▶ Exercise data
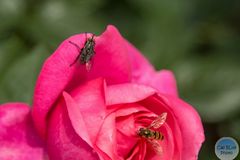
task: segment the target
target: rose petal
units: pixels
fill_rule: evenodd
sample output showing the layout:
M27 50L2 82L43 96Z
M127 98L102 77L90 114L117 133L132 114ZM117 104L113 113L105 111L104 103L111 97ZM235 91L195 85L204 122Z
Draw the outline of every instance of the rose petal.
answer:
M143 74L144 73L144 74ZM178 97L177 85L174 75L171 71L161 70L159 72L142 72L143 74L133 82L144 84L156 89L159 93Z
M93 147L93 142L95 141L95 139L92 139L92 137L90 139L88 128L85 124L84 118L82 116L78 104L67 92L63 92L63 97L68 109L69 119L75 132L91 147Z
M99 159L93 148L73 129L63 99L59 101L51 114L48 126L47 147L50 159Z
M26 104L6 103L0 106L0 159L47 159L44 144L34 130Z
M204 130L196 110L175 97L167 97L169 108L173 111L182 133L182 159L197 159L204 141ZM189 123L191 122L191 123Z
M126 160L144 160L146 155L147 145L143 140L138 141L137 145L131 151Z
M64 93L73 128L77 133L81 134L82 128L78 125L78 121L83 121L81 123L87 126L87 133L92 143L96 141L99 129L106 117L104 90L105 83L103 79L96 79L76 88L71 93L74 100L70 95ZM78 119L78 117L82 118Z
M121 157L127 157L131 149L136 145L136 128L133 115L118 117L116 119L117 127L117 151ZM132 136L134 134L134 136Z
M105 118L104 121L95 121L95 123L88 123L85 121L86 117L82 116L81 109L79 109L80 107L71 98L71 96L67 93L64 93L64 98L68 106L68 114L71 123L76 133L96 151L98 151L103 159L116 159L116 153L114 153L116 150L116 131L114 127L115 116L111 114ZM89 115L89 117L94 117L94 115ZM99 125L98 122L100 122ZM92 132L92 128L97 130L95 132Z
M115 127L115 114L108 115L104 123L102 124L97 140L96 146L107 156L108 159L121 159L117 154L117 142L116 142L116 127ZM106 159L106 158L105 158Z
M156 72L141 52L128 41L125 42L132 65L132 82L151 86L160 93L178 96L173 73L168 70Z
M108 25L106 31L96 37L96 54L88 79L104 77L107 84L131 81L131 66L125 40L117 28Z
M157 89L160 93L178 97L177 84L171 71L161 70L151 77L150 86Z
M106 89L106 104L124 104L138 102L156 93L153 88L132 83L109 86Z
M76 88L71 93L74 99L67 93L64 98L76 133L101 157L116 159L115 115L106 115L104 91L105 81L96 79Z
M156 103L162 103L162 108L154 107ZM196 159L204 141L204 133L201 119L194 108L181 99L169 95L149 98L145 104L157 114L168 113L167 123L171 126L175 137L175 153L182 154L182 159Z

▶ Work instruction
If the string "rose" is in a line of the entries, pick that line out.

▶ Exercise solution
target: rose petal
Draw the outline of every instance of the rose petal.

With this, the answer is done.